** TASK **
The output should be exactly the lines from the one containing "rough mask: <svg" through the last line of the records, and only those.

===== DATASET RECORDS =====

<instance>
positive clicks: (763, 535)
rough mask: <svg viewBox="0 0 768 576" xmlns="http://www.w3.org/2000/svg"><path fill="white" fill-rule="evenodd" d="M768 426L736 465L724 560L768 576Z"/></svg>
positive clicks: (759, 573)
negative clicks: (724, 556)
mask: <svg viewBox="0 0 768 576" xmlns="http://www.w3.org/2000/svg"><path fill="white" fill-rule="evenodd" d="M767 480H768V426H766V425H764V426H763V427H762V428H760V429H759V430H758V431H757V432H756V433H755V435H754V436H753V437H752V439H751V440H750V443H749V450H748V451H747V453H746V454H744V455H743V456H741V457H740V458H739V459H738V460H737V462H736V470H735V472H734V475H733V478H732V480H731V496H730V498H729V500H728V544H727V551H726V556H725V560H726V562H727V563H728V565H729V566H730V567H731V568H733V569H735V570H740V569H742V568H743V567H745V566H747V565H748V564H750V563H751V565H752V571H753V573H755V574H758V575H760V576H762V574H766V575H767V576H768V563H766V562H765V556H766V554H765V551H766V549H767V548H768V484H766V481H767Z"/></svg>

=====

** RESPONSE TO THIS EXERCISE **
rough mask: <svg viewBox="0 0 768 576" xmlns="http://www.w3.org/2000/svg"><path fill="white" fill-rule="evenodd" d="M768 426L736 465L724 560L768 576Z"/></svg>
positive clicks: (759, 573)
negative clicks: (724, 556)
mask: <svg viewBox="0 0 768 576" xmlns="http://www.w3.org/2000/svg"><path fill="white" fill-rule="evenodd" d="M767 480H768V426H766V425H764V426H763V427H762V428H760V429H759V430H758V431H757V432H756V433H755V435H754V436H753V437H752V439H751V440H750V443H749V450H748V451H747V453H746V454H744V455H743V456H741V457H740V458H739V459H738V460H737V462H736V470H735V472H734V475H733V478H732V480H731V496H730V498H729V500H728V544H727V551H726V556H725V560H726V562H727V563H728V565H729V566H730V567H731V568H733V569H735V570H740V569H742V568H743V567H745V566H747V565H748V564H750V563H751V565H752V571H753V573H755V574H758V575H760V576H762V574H766V575H767V576H768V563H766V562H765V556H766V554H765V551H766V549H767V548H768V484H766V481H767Z"/></svg>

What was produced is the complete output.